SCHRIFTLICHER AUFTRAG A:
Entnimm den Einträgen alles von der Zeile mit „Reviewer note: confirm each instance of the floral“ bis hinunter zur Zeile mit „pixel 241 210“, beide Zeilen eingeschlossen, und gib es unverändert wieder.

TEXTBLOCK:

Polizei- und Ordnungsrecht Flashcards
Prävention vs. Repression: Doppelfunktionale Maßnahme
- hM: Schwerpunkt der Maßnahme aus Sicht eines verständigen Bürgers (bzw. nach der Zwecksetzung der Polizei)
-> eA: Objektiv: wie für durchschnittlichen Amtswalter sich darstellt
-> aA: Subjektiv: vom konkreten Amtswalter bezweckt - aA: Wahlrecht des Betroffenen
> keine Rechtswegverdoppelung: Streitgegenstand gem. § 17 II S. 1 GVG unter allen rechtlichen Aspekten zu beurteilen
wA: es liegen zwei VA vor, für die der jeweilige Rechtsweg beschritten werden muss
con: künstliche Konstruktion
Prävention vs. Repression: Verhütung von Straftaten und Vorsorge für die Verfolgung künftiger Straftaten
- Verhütung von Straftaten, § 1 IV Alt. 1 HSOG = Teilschutzgut der öffentlichen Sicherheit, das auch bei der bevorstehenden Begehung von Straftaten betroffen ist
- umfasst auch Vorfeldmaßnahmen, bei denen noch keine Gefahr vorliegt - Vorsorge für die Verfolgung künftiger Straftaten
= in zeitlicher Hinsicht präventiv, gegenständlich aber repressives Strafverfahren
- Anwendungskonflikt mit StPO (-), da Verdacht (-)
- aber: Gesetzgebungskompetenz des Bundes als Annex zum gerichtlichen Verfahren gem. Art. 74 I Nr. 1 GG
-> BVerfG: (eher) Annexkompetenz, bei der jeweiligen Vorschrift ist zu prüfen, ob Bund abschließend Gebrauch gemacht hat
-> BVerwG: kein repressives Polizeihandeln
-> Dritte Kategorie, da weder Gefahr noch Verdacht, sodass weder Prävention noch Repression -> Art. 70 GG (Landeskompetenz)
Schutzgut: Öffentliche Sicherheit
- Zustand der Unversehrtheit
- der subjektiven Rechte und Rechtsgüter jedes Einzelnen,
- der objektiven Rechtsordnung
- der Einrichtungen und Veranstaltungen des Staates und sonstiger Hoheitsträger
Schutzgut: Öffentliche Sicherheit: Unversehrtheit der objektiven Rechtsordnung
- umfasst alle (geschriebenen und ungeschriebenen) Rechtsnormen, die Verbote und Gebote aufstellen (nur Außenrecht!)
Ausnahme: Legalisierungswirkung von Genehmigungen (es liegt eine behördliche Erlaubnis zur Verletzung der objektiven Rechtsordnung vor)

SCHRIFTLICHER AUFTRAG B:
Beantworte anhand der Karteikarten zum Polizei- und Ordnungsrecht:
(i) Nach welcher Vorschrift ist der Streitgegenstand unter allen rechtlichen Aspekten zu beurteilen?
(ii) Wie ordnet das BVerwG die Vorsorge für die Verfolgung künftiger Straftaten ein?
(iii) Welche Ausnahme wird bei der Unversehrtheit der objektiven Rechtsordnung genannt?

ZU VERWENDENDE DATEN:
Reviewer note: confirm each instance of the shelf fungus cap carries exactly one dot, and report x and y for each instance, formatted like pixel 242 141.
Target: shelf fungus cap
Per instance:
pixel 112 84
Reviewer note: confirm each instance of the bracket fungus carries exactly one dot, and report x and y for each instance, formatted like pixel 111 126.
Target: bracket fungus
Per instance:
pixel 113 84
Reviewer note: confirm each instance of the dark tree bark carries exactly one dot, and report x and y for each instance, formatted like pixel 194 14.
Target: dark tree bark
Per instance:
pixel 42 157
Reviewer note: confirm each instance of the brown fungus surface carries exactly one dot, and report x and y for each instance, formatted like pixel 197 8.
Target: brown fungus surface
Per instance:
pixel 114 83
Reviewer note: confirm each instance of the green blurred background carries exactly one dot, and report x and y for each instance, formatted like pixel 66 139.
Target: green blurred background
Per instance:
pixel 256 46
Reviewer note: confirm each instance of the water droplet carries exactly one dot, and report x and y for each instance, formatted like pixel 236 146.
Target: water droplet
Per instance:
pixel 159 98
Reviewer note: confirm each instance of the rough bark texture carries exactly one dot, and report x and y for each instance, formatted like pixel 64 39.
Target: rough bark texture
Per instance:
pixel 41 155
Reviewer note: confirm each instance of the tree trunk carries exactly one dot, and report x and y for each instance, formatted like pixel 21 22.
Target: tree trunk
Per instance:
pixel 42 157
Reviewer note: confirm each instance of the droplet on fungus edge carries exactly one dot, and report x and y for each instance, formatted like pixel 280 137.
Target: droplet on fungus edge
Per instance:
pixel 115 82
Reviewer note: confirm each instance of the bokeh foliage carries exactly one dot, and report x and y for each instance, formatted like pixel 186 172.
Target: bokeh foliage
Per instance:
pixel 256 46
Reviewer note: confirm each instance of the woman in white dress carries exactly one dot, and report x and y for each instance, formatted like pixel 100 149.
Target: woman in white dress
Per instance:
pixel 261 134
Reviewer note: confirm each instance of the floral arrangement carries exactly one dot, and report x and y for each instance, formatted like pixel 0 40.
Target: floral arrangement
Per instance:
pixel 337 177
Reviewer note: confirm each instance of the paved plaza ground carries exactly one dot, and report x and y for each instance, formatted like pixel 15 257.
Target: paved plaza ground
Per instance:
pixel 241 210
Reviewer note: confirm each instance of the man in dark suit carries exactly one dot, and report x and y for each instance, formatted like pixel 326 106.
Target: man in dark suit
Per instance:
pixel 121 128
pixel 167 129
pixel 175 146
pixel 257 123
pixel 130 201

ANTWORT A:
Reviewer note: confirm each instance of the floral arrangement carries exactly one dot, and report x and y for each instance, formatted like pixel 0 40.
Target: floral arrangement
Per instance:
pixel 337 177
Reviewer note: confirm each instance of the paved plaza ground carries exactly one dot, and report x and y for each instance, formatted like pixel 15 257.
Target: paved plaza ground
Per instance:
pixel 241 210

ANTWORT B:
(i) § 17 II S. 1 GVG
(ii) Als kein repressives Polizeihandeln
(iii) Die Legalisierungswirkung von Genehmigungen